STATED GOAL —
Please collect every line in the records below that contains the word "foot" and copy each of those lines in full.

DATASET —

________

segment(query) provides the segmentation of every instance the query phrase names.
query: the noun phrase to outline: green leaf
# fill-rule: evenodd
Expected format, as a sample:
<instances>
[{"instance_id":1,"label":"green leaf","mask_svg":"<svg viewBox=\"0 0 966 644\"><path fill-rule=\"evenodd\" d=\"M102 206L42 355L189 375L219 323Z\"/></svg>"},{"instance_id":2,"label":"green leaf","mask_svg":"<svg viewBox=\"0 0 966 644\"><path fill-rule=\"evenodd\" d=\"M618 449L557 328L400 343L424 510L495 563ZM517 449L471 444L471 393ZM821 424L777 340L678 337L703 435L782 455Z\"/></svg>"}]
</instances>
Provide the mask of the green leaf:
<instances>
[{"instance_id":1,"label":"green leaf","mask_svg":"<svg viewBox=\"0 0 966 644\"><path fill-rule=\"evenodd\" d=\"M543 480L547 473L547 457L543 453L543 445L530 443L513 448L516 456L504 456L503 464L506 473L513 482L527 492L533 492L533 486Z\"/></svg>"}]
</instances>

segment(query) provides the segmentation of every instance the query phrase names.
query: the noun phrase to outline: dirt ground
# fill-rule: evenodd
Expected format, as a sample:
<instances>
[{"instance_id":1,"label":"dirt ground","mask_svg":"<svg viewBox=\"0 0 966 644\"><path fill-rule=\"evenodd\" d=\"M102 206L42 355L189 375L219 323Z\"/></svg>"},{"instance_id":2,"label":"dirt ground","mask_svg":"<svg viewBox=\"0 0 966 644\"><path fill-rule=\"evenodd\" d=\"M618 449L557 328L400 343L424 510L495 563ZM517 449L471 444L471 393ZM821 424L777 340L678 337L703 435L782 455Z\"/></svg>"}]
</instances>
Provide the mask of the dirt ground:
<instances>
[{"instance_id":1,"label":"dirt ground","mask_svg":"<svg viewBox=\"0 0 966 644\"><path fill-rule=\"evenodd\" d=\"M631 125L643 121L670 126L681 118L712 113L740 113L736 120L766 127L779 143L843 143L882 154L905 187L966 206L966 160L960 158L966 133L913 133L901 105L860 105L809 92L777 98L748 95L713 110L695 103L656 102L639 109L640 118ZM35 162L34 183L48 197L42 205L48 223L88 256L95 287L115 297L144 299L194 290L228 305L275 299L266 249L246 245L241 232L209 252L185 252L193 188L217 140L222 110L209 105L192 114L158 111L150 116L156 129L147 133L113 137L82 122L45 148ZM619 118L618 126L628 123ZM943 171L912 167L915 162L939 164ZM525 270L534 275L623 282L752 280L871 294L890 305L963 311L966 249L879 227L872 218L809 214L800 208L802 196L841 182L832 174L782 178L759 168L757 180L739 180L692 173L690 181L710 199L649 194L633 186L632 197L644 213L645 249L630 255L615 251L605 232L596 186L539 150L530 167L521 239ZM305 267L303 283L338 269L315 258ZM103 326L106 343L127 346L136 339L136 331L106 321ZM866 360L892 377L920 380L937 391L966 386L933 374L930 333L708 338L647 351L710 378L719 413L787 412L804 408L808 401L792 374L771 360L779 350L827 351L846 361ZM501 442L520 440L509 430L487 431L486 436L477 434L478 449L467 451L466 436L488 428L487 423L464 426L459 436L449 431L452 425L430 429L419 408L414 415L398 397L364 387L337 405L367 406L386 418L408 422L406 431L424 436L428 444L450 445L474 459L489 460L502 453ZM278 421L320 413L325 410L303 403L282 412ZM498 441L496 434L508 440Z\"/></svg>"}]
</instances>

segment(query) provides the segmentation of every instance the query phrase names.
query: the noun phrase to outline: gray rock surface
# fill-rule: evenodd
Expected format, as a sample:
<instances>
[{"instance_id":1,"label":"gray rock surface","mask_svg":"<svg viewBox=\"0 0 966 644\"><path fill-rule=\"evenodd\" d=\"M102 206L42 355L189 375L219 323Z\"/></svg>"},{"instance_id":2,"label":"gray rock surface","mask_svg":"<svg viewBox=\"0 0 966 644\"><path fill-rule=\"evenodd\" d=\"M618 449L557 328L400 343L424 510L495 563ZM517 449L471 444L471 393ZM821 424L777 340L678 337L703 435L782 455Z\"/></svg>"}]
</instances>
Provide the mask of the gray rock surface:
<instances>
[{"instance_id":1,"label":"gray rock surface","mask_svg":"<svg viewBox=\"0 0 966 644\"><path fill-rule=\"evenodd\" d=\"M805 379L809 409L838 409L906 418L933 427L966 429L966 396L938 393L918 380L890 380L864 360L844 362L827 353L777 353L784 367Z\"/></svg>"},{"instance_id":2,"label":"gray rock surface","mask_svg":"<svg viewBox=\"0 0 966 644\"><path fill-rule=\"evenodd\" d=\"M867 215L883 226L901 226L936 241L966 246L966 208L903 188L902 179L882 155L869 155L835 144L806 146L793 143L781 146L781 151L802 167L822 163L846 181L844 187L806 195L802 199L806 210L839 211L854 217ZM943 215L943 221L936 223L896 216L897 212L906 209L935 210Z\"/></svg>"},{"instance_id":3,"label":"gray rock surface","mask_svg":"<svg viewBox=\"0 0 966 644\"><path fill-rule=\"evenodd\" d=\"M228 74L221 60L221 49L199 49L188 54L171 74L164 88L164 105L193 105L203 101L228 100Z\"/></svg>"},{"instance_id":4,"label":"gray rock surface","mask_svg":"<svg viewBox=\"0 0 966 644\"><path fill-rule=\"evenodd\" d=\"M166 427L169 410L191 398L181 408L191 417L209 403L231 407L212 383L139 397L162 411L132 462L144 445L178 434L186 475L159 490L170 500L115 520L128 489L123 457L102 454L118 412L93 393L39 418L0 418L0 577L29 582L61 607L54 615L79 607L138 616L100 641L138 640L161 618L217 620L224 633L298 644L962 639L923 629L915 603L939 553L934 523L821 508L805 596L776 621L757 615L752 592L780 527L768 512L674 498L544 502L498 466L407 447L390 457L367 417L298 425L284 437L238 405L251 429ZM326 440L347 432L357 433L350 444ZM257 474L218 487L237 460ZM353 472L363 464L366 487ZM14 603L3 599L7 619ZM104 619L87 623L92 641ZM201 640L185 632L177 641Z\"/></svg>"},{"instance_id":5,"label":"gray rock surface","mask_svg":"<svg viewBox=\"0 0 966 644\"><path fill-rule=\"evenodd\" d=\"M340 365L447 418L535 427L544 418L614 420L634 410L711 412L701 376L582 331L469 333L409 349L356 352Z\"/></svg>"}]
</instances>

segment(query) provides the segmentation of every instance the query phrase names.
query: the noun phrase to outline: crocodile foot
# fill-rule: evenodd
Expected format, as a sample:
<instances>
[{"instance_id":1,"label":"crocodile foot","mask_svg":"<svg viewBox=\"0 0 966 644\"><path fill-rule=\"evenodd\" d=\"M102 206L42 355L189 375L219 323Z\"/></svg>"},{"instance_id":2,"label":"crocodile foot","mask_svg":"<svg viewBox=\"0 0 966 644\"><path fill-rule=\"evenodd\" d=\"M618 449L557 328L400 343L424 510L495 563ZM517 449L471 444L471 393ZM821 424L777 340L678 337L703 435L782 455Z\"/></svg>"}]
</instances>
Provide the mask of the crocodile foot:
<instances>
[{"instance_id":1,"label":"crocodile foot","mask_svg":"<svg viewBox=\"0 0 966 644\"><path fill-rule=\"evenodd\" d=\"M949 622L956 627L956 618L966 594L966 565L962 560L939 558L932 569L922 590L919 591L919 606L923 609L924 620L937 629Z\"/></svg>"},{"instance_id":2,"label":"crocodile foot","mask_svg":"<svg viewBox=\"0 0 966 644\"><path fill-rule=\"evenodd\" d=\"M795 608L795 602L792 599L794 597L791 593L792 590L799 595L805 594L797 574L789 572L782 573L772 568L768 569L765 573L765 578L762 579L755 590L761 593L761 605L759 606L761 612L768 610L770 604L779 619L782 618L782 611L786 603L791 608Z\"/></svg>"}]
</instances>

________

CORRECT ANSWER —
query: the noun phrase to outline: crocodile foot
[{"instance_id":1,"label":"crocodile foot","mask_svg":"<svg viewBox=\"0 0 966 644\"><path fill-rule=\"evenodd\" d=\"M102 206L42 355L189 375L219 323Z\"/></svg>"},{"instance_id":2,"label":"crocodile foot","mask_svg":"<svg viewBox=\"0 0 966 644\"><path fill-rule=\"evenodd\" d=\"M618 449L557 328L400 343L424 510L495 563ZM517 449L471 444L471 393ZM821 424L777 340L678 337L703 435L782 455Z\"/></svg>"}]
Provide the mask of the crocodile foot:
[{"instance_id":1,"label":"crocodile foot","mask_svg":"<svg viewBox=\"0 0 966 644\"><path fill-rule=\"evenodd\" d=\"M949 622L956 627L956 618L966 594L966 565L962 560L939 558L932 569L922 590L919 591L919 606L923 609L924 620L937 629Z\"/></svg>"},{"instance_id":2,"label":"crocodile foot","mask_svg":"<svg viewBox=\"0 0 966 644\"><path fill-rule=\"evenodd\" d=\"M795 608L795 602L792 599L794 597L791 593L792 590L799 595L805 594L797 574L789 572L782 573L772 568L768 569L765 573L765 578L762 579L755 590L761 593L761 605L759 606L761 612L768 610L770 604L779 619L782 618L782 611L786 603L791 608Z\"/></svg>"}]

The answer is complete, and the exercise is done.